● **Passage**

--*--

SELECT HIVE.LOG(3, 66) FROM sysibm.sysdummy1 ;
The output looks like the following:
+3.81358809221559E+000
log2
This function returns the base-2 logarithm of the argument.
SELECT HIVE.LOG2(44) FROM sysibm.sysdummy1 ;
The output looks like the following:
+5.45943161863730E+000
pi
This function returns the constant pi that is used in calculating the area of circle.
SELECT (hive.pi()*radius*radius) from radiiTable;
parse_url
This function returns the specified part from the URL. The valid values for the second expression, partToExtract, include the following values:
  • HOST
  • PATH
  • QUERY
  • REF
  • PROTOCOL
  • AUTHORITY
  • FILE
  • USERINFO
The following example returns 'facebook.com'.
SELECT HIVE.PARSE_URL('http://facebook.com/path1/p.php?k1=v1&k2=v2#Ref1', 'HOST') FROM sysibm.sysdummy1;
The following example extracts the value of a particular key in the QUERY, which is anything after the question mark, and returns the value 'v1'.
SELECT HIVE.PARSE_URL('http://facebook.com/path1/p.php?k1=v1&k2=v2#Ref1', 'QUERY', 'k1') FROM sysibm.sysdummy1;
unix_timestamp
This function converts the date to the specified date format and returns the number of seconds between the specified date and Unix epoch. If it fails, then it returns 0. The following example returns the value 1237532400

SELECT hive.unix_timestamp('2009-03-20', 'yyyy-MM-dd') FROM SYSIBM.SYSDUMMY1;

--*--

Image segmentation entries
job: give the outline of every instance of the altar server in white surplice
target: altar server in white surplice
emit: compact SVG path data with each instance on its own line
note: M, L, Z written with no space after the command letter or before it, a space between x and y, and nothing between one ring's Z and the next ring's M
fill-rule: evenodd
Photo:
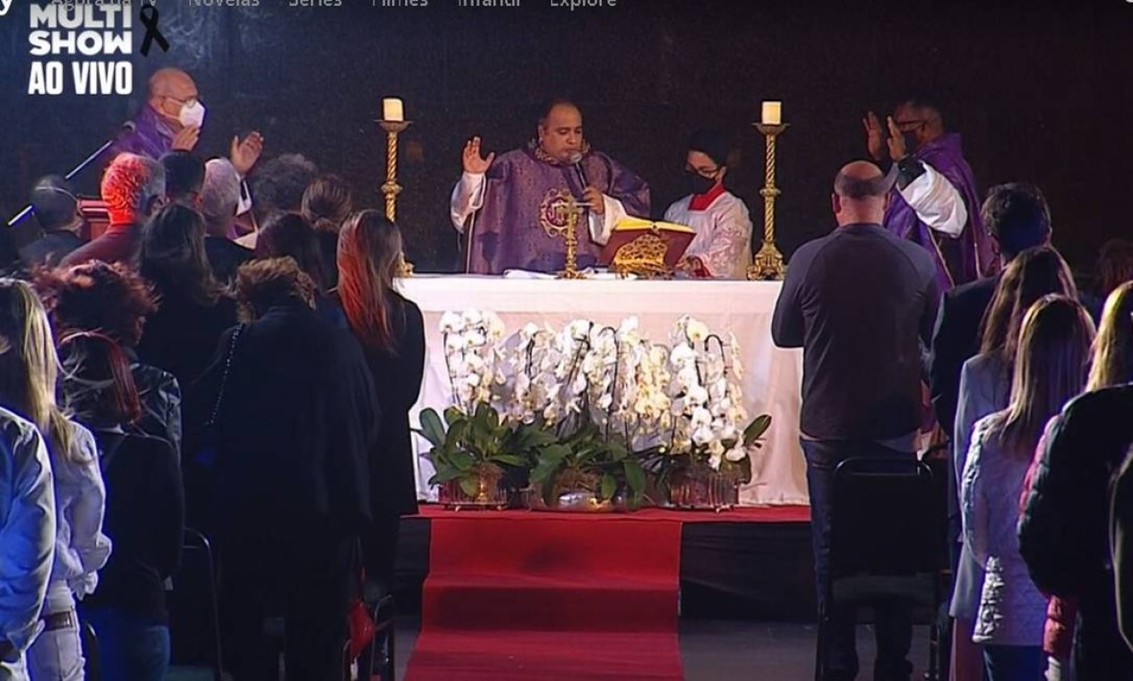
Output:
M729 148L727 138L716 130L695 133L684 162L691 194L665 211L665 222L697 232L679 265L690 276L744 279L751 263L748 206L724 188Z

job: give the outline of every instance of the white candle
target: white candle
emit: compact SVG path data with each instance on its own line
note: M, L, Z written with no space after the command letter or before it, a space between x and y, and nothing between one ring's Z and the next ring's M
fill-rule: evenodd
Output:
M764 102L761 122L765 126L777 126L783 122L783 102Z
M382 100L382 120L401 122L406 120L404 105L397 97Z

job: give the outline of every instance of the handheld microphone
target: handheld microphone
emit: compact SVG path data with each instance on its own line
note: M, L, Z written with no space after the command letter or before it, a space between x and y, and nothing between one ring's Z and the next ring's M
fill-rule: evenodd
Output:
M582 182L582 188L586 189L589 187L590 181L586 179L586 169L582 168L582 154L579 152L571 153L570 164L574 167L574 174L578 177L578 181Z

--*--

● **Set task A**
Copy the Hive function reference word for word, from start to finish.
● **Set task B**
Please repeat the lines of the entries exactly, from the line with "job: give the outline of every instance of the handheld" up to and including the final line of the entries.

● **Complete output A**
SELECT HIVE.LOG(3, 66) FROM sysibm.sysdummy1 ;
The output looks like the following:
+3.81358809221559E+000
log2
This function returns the base-2 logarithm of the argument.
SELECT HIVE.LOG2(44) FROM sysibm.sysdummy1 ;
The output looks like the following:
+5.45943161863730E+000
pi
This function returns the constant pi that is used in calculating the area of circle.
SELECT (hive.pi()*radius*radius) from radiiTable;
parse_url
This function returns the specified part from the URL. The valid values for the second expression, partToExtract, include the following values:
  • HOST
  • PATH
  • QUERY
  • REF
  • PROTOCOL
  • AUTHORITY
  • FILE
  • USERINFO
The following example returns 'facebook.com'.
SELECT HIVE.PARSE_URL('http://facebook.com/path1/p.php?k1=v1&k2=v2#Ref1', 'HOST') FROM sysibm.sysdummy1;
The following example extracts the value of a particular key in the QUERY, which is anything after the question mark, and returns the value 'v1'.
SELECT HIVE.PARSE_URL('http://facebook.com/path1/p.php?k1=v1&k2=v2#Ref1', 'QUERY', 'k1') FROM sysibm.sysdummy1;
unix_timestamp
This function converts the date to the specified date format and returns the number of seconds between the specified date and Unix epoch. If it fails, then it returns 0. The following example returns the value 1237532400

SELECT hive.unix_timestamp('2009-03-20', 'yyyy-MM-dd') FROM SYSIBM.SYSDUMMY1;

● **Complete output B**
job: give the outline of every instance of the handheld microphone
target: handheld microphone
emit: compact SVG path data with each instance on its own line
note: M, L, Z written with no space after the command letter or before it, a space between x and y, and nothing between one ring's Z and the next ring's M
fill-rule: evenodd
Output:
M582 182L582 188L586 189L589 187L590 181L586 179L586 169L582 168L582 154L579 152L571 153L570 164L574 167L574 174L578 177L578 181Z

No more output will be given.